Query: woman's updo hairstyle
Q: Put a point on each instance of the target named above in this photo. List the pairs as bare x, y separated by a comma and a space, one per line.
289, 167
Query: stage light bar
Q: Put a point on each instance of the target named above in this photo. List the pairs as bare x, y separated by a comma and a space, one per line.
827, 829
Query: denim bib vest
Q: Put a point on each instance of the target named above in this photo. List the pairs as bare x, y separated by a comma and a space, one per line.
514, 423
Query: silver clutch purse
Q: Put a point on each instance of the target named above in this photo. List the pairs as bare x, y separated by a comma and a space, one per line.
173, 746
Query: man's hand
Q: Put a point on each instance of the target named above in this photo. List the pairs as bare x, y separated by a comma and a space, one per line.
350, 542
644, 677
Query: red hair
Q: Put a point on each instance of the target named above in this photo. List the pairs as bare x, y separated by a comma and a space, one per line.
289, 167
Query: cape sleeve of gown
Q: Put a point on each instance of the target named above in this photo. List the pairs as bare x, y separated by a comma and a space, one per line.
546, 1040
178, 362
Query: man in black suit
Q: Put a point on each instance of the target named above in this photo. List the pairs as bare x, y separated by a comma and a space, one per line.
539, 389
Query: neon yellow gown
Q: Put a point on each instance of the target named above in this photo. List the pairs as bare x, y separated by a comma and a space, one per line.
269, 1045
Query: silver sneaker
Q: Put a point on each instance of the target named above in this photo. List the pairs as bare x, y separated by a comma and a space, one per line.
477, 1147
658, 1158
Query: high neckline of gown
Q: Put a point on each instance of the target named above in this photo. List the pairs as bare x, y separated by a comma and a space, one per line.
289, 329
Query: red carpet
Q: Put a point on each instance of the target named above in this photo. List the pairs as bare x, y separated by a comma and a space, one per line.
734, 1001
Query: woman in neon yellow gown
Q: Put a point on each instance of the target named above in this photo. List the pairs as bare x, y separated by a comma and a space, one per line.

§ **PROBLEM REQUIREMENTS**: Rewrite all the items above as one numbered list, one line per entry, and leave out any blank lines.

§ **RESPONSE TO THE EXERCISE**:
1. Query: woman's updo hairstyle
2. Q: Put a point on each instance of the target named above in this photo. List the pairs as bare x, y separated by a comma and a space, one per line.
3. 289, 167
4. Query: stage light bar
5. Q: Put a point on each instance of the target named above in this photo. List the pairs as bare x, y separated by a comma and a space, one per line.
6. 827, 829
7. Query: denim bib vest
8. Q: Put a point on each instance of the target named above in this photo. List the pairs as bare x, y separated by a comma and a space, one per line.
9. 514, 423
10. Query: silver clutch purse
11. Q: Put a point on each instance of the target named above in this photo. List the pairs as bare x, y separated by a comma and a space, one per line.
12. 173, 746
13. Query: man's hand
14. Q: Put a point on each instance of the target named above in this photo. List the pairs as bare x, y separated by a comma and a space, one per line.
15. 350, 542
16. 644, 677
17. Query: red hair
18. Q: Put a point on each instance of the target named above in this photo. List the pairs as bare x, y separated by a comma and a space, one per line.
19. 289, 167
20. Query: cape sleeve of gown
21. Q: Put a point on each instance of the target named above in this photo. List the pairs as bare x, y separated by a comma and a space, one per line.
22. 546, 1040
23. 178, 362
24. Query: man in black suit
25. Q: Put a point on each instance of the target named above in this photo. List the pairs as bare x, y separated by a comma and a space, one per line.
26. 539, 389
27. Query: neon yellow gown
28. Q: Put a point on each instance of the target named above in this photo. List the pairs as bare x, y separated by a comma and a space, one per line.
29. 269, 1045
30. Query: silver sneaker
31. Q: Put a point on each instance of the target named above in this photo. List the pairs as bare x, y separated by a comma and a space, one per line.
32. 477, 1147
33. 658, 1158
34. Query: high neckline of gown
35. Q: Put a point on each instance of the target named above in this photo. List the pairs as bare x, y separated by a comma and a space, one per line.
36. 289, 329
37. Query: red carpet
38. Q: Put a point on each instance of the target named above in this photo. List the pairs as bare x, y separated by a comma and a space, one per line.
39. 734, 1001
40. Query: woman in neon yellow gown
41. Q: Put a point on each instance of the target named above in this photo. List the pairs as bare x, y separated by a comma and a space, one per line.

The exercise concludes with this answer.